## PAGE EXCERPT
Sargent's interview with Ask a Ninja cocreator Kent Nichols went well until the Ninja himself joined the show via a video feed that didn't really work. "I can't even understand what he's saying," Nichols told the crowd after an inaudible Ninja monologue went flat. Another technical difficulty: cutting between the Ninja and the stage on screen, the audience got a nice look at the other open windows running on the computer running the show's A/V board.

Sargent's whole schtick is running his show as an amateur hour; he pretended to be fired from his last show, Infected. But how could Ad:tech's audience, hardly Sargent's Web-savvy, insidery target, know this? When Revision3 cofounder Kevin Rose took the stage as a guest, the lines between schtick and snafu continued to blur. Rose used to host a cable show on a now-defunct channel called TechTV. Sargent asked him if he'd ever want to go back to traditional media. Rose said no, of course, and explained that he preferred Internet TV to cable because its less structured and pre-planned.

## TO DO
Rewrite the Sargent show passage starting at "Sargent's interview with" and ending at "show's A/V board.", with "crowd" replaced by "audience". The listing has nothing to do with the Sargent show passage.

## DATA
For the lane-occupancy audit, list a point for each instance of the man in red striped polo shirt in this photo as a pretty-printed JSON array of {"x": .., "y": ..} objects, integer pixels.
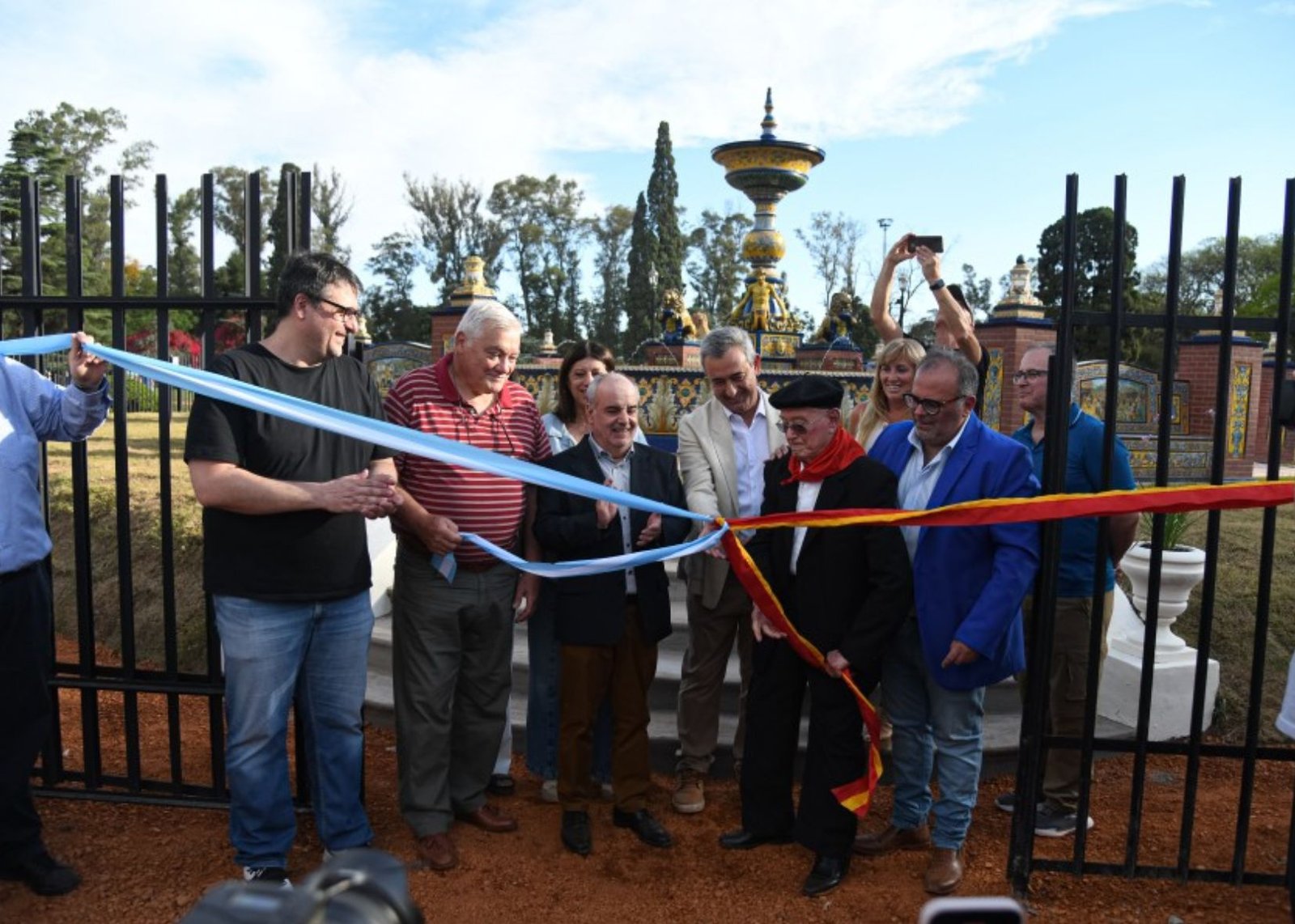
[{"x": 452, "y": 628}]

## RESPONSE TO THIS EXERCISE
Sargent's interview with Ask a Ninja cocreator Kent Nichols went well until the Ninja himself joined the show via a video feed that didn't really work. "I can't even understand what he's saying," Nichols told the audience after an inaudible Ninja monologue went flat. Another technical difficulty: cutting between the Ninja and the stage on screen, the audience got a nice look at the other open windows running on the computer running the show's A/V board.